=== PASSAGE SHOWN ===
“Failure in communication’ caused Cobb student to go missing for 8 hours, mom says

A schoolhouse with books superimposed on the front

by Rebecca Gaunt

Lola Adesanya and her son were supposed to celebrate his 16th birthday after school on Feb. 1. Instead, she spent the night in a desperate search with no idea where he was.

[To protect his privacy, the student is referred to as A.S.]

Earlier that day, a fight broke out in the McEachern High School parking lot, and two people were shot and injured. Adesanya received a text from A.S. telling her he was scared.

She believes a failure in communication between the school and district is the reason her son didn’t make it home that day until nearly 1 a.m.

A recent statement given by district spokesperson Nan Kiel didn’t sit well with Adesanya.

Kiel told the Marietta Daily Journal last week, “Despite the narrative of others, we know this for sure: Principal Montgomery, McEachern staff, and all public safety staff involved in responding to the shooting, kept McEachern students as safe as possible. At the request of the Board Chair, District staff and public safety personnel continue to review all options, to keep all students, as safe as possible.”

Adesanya told the Courier, “It was heartbreaking to see them try to cover up my son’s story given we are still processing what happened in the aftermath.”

She used to be a teacher in the district, which has made it more upsetting for her that no one from the central office has reached out.

“I’m very disappointed because I do know that they know about it. Not that it should matter, but I feel that given I was once part of the team and so-called family, I would have expected a phone call. And I feel more like they just want to be quiet about my part. They can’t do anything about the school shooting because that’s what’s in the news, and they want to package it to make sure that everybody feels better about how things have been taken care of,” she said.

[Dataset records]
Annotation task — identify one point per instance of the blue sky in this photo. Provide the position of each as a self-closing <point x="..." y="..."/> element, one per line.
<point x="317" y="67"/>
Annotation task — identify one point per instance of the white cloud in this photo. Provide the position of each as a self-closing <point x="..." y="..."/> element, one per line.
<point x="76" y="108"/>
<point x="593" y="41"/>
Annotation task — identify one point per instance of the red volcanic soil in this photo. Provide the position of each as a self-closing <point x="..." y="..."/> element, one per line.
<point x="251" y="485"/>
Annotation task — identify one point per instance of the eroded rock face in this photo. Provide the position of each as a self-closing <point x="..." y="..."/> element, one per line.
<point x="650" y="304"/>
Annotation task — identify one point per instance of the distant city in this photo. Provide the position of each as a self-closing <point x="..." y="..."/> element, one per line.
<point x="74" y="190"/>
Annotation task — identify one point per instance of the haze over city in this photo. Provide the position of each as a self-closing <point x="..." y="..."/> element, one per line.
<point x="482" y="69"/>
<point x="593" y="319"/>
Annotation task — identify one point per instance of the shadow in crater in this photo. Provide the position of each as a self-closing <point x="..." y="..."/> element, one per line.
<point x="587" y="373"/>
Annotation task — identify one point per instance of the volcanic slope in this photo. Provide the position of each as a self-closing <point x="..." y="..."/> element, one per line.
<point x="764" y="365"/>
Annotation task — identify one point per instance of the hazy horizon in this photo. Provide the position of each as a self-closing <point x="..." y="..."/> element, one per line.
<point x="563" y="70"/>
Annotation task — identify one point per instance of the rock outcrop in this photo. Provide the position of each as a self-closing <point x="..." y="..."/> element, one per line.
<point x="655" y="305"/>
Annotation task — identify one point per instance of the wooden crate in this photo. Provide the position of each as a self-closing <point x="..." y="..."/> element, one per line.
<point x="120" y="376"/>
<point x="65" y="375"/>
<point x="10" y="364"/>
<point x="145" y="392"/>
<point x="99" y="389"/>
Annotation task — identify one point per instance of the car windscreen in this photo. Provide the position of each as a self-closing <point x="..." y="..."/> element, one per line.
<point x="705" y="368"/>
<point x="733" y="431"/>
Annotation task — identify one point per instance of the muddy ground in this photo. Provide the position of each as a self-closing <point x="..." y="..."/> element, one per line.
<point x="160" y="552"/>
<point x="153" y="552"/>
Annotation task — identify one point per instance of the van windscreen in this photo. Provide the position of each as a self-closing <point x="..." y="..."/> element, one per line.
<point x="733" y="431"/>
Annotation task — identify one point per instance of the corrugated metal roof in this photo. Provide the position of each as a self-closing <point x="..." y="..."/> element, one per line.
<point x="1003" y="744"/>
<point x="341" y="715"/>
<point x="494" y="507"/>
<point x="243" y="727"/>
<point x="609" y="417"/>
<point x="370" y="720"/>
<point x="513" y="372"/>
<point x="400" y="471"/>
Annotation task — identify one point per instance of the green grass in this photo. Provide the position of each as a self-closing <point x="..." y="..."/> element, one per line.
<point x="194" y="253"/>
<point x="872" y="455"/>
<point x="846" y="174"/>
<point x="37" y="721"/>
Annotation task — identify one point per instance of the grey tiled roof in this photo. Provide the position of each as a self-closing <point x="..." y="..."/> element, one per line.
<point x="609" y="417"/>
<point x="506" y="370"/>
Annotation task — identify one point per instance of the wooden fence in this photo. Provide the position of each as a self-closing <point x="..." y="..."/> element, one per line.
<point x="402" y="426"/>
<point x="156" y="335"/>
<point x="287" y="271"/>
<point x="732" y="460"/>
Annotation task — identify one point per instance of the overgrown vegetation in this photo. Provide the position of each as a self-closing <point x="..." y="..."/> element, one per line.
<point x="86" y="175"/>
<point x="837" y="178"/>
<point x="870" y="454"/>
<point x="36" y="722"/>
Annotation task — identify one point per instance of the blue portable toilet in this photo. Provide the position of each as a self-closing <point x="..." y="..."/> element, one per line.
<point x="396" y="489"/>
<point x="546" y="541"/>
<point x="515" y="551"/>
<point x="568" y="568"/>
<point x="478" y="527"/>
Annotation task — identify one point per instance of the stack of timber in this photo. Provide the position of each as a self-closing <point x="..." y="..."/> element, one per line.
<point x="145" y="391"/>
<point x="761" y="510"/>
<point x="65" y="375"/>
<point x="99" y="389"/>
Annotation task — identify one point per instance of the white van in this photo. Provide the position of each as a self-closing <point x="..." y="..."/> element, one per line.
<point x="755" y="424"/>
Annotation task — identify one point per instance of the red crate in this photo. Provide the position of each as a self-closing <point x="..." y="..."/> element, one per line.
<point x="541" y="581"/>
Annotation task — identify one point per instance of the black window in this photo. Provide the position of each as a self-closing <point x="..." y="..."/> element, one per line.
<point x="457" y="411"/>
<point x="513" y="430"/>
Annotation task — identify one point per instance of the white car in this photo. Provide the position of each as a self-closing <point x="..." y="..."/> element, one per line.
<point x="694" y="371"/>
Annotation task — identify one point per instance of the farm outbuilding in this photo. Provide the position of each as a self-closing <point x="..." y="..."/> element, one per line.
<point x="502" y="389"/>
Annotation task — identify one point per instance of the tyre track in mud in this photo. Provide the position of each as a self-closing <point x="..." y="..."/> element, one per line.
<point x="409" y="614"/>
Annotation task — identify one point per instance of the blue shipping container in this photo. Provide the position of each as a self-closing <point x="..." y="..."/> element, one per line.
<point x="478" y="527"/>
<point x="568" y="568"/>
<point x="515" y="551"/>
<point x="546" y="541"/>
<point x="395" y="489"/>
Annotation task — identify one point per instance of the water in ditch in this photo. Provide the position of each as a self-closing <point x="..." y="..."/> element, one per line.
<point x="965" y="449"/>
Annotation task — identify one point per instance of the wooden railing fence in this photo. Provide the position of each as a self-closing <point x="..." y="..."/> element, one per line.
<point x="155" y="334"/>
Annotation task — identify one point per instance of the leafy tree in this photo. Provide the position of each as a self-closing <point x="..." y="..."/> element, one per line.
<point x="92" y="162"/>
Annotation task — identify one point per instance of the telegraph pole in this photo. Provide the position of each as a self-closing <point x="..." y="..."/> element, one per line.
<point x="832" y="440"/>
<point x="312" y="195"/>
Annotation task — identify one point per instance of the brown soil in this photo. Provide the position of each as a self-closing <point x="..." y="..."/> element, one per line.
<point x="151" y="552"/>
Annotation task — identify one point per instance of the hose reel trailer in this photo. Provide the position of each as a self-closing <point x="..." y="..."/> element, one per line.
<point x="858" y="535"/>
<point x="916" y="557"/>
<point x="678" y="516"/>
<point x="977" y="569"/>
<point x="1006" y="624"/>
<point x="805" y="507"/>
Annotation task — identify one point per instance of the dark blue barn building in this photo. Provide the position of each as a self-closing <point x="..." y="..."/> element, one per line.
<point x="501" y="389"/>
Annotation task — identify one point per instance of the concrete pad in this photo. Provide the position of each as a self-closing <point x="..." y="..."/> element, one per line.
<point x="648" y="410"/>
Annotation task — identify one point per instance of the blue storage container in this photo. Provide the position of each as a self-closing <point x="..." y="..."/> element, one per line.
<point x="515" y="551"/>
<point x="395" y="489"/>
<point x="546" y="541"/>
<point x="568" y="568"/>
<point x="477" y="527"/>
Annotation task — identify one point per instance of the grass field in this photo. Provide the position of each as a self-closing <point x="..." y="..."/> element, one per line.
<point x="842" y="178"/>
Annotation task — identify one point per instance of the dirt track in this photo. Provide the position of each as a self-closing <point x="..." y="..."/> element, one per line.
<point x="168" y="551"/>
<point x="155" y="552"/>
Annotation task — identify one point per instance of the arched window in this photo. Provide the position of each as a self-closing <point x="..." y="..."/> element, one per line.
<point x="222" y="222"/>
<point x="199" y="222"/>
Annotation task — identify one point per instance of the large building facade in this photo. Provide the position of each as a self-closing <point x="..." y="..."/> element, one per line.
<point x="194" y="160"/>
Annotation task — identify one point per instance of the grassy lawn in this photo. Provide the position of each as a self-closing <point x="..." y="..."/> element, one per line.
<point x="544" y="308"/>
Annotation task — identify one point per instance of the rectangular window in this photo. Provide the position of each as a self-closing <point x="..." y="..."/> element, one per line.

=== DIRECTIVES ===
• a. In the news story, what was Lola Adesanya's son supposed to celebrate after school on Feb. 1?
• b. Please set down the stretch of the news story from "Adesanya told the" through "has reached out.".

=== RESULTS OF THE EXERCISE ===
• a. His 16th birthday.

• b.
Adesanya told the Courier, “It was heartbreaking to see them try to cover up my son’s story given we are still processing what happened in the aftermath.”

She used to be a teacher in the district, which has made it more upsetting for her that no one from the central office has reached out.